Start of PROVIDED DATA

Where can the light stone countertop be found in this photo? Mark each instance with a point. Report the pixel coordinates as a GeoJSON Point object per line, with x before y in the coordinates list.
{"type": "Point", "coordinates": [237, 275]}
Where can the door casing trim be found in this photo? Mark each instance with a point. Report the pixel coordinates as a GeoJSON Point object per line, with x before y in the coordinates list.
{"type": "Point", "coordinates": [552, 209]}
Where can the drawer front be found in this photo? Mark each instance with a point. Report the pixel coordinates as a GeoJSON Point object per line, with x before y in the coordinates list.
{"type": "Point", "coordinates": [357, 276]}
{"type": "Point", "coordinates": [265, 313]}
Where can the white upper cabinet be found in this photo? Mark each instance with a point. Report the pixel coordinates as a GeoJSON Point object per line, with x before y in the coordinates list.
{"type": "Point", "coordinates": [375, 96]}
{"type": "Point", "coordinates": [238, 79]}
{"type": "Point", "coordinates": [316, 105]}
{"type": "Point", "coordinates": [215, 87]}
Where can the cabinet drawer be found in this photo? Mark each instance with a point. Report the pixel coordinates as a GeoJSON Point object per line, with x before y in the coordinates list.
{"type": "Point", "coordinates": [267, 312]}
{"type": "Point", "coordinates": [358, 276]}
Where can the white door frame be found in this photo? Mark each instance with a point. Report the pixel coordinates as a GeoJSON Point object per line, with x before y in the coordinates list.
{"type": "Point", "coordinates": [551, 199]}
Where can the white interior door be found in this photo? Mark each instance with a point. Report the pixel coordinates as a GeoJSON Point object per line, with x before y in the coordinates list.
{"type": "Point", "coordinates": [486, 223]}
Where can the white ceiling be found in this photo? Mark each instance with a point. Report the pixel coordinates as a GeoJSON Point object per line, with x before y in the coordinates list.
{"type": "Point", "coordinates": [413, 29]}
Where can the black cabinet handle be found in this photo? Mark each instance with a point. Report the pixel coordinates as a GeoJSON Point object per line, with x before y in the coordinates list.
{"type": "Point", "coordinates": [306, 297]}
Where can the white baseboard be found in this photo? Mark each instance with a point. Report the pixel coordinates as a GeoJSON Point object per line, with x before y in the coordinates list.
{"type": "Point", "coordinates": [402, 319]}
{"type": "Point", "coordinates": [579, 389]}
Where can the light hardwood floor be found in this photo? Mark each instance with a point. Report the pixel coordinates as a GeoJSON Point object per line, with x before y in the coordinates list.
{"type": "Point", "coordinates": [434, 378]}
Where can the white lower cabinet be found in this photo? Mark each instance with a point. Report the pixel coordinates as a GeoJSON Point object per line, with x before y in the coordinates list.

End of PROVIDED DATA

* **TASK OBJECTIVE**
Exactly the lines from the one containing "Where can the light hardwood" through the end of the listing should be reproduced, both ends included and nothing more.

* **RESPONSE**
Where can the light hardwood floor be found in this photo? Mark each instance with a point. Report the pixel coordinates as a GeoJSON Point object per line, with x before y in the coordinates list.
{"type": "Point", "coordinates": [434, 378]}
Where can the white lower cabinet be found in this photo? Mark each instance with a point. Report the pixel coordinates as a GeoJSON Point object per line, with x before y in the coordinates list.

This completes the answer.